__Your task__.
Go through the entries below and return every line that contains "laptop".

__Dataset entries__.
---+---

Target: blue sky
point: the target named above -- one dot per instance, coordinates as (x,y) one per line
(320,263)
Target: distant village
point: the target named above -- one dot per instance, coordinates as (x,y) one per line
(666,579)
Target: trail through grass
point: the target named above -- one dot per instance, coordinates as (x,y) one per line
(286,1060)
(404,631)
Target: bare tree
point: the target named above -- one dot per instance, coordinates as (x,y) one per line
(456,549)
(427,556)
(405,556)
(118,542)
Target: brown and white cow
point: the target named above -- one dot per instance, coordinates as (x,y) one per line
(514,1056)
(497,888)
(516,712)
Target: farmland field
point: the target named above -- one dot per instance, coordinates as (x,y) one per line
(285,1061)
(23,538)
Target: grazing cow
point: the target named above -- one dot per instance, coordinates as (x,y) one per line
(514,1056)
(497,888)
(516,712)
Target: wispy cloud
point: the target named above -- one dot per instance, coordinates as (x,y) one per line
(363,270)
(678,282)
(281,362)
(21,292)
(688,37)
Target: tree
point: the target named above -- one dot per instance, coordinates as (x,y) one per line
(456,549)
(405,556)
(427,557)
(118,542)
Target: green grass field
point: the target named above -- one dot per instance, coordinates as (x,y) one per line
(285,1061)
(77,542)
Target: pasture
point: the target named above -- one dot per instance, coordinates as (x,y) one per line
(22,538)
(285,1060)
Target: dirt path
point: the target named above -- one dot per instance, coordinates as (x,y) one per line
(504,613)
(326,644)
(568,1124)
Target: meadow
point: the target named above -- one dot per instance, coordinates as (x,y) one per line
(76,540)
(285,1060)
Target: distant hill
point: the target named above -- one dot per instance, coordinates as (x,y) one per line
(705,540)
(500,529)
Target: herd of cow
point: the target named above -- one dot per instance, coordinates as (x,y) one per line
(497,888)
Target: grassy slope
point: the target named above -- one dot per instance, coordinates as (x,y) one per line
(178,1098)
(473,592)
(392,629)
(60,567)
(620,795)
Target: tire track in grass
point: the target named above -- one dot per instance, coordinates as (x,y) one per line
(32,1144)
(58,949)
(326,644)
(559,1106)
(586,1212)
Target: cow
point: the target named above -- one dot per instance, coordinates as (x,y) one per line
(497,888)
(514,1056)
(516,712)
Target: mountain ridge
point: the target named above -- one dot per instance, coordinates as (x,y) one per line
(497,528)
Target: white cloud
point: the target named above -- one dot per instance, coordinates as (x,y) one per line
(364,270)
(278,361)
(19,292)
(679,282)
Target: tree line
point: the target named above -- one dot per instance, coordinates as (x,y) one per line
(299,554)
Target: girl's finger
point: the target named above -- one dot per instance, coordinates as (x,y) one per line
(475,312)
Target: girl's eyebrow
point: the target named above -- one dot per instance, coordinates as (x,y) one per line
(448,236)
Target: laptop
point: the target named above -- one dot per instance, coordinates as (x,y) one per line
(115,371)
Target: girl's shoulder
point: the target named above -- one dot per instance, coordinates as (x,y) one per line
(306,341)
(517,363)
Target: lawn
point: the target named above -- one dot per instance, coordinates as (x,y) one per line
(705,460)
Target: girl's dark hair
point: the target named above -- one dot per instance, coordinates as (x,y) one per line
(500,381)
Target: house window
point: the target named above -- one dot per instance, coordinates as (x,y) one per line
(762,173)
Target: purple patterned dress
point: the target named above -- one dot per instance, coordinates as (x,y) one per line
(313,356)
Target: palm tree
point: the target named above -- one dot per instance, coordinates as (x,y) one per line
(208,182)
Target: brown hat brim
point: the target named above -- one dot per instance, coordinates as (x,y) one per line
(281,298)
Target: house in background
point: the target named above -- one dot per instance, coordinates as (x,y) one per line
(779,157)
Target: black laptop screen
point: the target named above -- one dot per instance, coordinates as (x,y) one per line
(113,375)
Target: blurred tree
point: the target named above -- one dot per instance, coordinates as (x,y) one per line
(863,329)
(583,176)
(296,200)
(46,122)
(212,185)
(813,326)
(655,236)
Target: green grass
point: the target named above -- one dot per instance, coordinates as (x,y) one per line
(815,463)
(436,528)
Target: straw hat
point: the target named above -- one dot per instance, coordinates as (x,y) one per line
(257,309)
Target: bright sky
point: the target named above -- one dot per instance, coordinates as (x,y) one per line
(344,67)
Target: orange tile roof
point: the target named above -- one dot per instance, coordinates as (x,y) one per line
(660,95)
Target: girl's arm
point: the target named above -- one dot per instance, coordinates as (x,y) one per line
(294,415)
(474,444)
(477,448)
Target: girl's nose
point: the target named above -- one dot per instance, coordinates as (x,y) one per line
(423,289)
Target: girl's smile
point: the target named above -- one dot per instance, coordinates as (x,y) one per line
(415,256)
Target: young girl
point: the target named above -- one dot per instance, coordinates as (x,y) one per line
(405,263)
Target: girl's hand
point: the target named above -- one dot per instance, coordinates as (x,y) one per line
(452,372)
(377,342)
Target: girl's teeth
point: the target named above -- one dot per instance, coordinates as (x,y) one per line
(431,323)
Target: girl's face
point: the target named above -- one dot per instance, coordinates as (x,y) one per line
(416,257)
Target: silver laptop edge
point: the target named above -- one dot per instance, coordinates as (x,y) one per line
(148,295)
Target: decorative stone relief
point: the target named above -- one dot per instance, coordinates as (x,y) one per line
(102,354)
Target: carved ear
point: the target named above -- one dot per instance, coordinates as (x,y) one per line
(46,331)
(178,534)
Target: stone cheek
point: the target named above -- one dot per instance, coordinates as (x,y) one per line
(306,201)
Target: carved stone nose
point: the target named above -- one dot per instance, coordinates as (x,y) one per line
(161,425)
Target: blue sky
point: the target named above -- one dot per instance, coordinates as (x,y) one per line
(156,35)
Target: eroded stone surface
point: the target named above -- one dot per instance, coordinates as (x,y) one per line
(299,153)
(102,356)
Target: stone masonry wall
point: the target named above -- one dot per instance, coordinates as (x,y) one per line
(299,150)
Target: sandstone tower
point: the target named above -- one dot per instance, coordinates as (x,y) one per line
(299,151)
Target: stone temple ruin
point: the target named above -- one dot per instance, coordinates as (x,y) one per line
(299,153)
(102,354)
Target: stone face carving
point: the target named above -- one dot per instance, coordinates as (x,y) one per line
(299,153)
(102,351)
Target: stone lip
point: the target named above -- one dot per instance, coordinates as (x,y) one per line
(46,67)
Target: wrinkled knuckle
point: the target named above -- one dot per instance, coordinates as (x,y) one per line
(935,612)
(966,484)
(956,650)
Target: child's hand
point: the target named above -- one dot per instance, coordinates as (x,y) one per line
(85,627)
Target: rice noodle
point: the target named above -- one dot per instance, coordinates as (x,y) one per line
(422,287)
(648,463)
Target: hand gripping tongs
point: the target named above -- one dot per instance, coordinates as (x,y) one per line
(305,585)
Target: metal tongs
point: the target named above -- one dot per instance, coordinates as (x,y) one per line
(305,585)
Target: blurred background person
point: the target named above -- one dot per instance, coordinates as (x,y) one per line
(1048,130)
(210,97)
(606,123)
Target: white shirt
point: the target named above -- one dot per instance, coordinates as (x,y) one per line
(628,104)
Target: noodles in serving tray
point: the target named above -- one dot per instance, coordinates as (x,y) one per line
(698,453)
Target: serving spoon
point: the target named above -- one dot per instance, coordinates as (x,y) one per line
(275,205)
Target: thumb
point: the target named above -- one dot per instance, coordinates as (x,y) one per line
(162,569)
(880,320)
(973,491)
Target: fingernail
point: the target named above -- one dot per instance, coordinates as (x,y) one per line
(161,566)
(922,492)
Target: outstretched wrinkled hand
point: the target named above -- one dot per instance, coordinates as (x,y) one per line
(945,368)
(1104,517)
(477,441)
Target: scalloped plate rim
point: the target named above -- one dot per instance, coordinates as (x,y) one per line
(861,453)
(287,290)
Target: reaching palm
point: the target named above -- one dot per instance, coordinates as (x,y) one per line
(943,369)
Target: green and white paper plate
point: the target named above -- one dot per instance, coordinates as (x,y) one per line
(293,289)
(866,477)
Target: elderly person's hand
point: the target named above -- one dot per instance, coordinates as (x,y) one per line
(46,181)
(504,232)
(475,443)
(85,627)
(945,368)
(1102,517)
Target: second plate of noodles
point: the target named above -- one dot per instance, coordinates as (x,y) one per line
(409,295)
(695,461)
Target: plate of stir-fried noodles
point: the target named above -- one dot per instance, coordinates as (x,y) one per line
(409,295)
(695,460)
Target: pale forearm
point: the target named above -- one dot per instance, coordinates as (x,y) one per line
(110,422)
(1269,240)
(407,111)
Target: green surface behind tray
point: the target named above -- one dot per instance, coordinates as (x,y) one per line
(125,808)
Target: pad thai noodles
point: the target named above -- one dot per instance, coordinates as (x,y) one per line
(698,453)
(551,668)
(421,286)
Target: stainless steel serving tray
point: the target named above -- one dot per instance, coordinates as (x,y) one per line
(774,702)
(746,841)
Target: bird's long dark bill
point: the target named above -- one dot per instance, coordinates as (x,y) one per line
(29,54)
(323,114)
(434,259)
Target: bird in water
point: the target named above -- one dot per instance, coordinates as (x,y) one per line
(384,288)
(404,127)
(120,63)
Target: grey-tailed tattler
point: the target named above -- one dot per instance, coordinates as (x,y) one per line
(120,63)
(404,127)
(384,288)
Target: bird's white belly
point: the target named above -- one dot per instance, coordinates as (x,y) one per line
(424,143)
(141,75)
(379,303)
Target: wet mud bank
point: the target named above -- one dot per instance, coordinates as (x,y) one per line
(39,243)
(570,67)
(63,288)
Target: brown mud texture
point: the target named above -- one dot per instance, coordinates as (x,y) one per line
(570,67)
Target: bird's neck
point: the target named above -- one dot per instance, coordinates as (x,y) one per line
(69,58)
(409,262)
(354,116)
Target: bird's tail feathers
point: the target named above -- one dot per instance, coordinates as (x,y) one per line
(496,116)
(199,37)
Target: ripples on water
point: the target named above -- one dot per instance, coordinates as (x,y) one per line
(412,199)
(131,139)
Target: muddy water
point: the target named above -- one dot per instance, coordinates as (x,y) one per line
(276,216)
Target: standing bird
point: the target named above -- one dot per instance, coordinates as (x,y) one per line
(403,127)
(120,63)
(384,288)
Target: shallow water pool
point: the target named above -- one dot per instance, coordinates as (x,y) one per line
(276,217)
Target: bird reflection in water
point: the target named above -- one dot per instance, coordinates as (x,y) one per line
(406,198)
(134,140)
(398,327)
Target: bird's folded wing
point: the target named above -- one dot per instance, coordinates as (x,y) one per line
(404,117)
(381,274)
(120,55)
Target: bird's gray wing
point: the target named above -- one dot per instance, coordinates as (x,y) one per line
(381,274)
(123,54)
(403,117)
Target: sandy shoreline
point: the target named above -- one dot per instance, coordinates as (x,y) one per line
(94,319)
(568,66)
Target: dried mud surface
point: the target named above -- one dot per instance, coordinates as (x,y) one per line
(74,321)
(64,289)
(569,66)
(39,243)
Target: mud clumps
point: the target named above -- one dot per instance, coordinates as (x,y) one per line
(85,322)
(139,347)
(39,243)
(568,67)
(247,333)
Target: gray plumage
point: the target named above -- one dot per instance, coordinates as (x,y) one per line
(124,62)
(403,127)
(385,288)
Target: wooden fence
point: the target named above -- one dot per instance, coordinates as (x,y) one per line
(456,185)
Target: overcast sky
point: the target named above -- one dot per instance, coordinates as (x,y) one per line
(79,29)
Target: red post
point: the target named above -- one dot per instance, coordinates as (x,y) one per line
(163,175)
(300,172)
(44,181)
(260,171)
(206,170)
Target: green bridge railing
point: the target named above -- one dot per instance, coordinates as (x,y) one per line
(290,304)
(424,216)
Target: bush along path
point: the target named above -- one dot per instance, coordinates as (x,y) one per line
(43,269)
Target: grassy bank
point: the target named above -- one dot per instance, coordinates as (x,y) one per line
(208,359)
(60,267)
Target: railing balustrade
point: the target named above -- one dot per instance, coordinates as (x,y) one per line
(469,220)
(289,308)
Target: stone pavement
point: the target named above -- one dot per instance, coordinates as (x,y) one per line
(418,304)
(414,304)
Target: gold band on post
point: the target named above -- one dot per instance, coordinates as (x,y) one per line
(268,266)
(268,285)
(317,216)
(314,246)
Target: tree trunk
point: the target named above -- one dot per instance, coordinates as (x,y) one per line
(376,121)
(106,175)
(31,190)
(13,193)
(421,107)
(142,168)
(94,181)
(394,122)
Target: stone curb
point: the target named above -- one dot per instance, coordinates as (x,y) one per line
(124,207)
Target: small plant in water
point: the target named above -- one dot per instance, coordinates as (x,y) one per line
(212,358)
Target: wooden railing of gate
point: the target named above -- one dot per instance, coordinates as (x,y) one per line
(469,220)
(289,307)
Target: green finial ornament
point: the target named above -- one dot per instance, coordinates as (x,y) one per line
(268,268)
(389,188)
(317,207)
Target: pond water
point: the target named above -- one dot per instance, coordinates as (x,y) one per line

---+---

__Response for this exercise__.
Target: laptop
Target: black laptop screen
Target: silver laptop edge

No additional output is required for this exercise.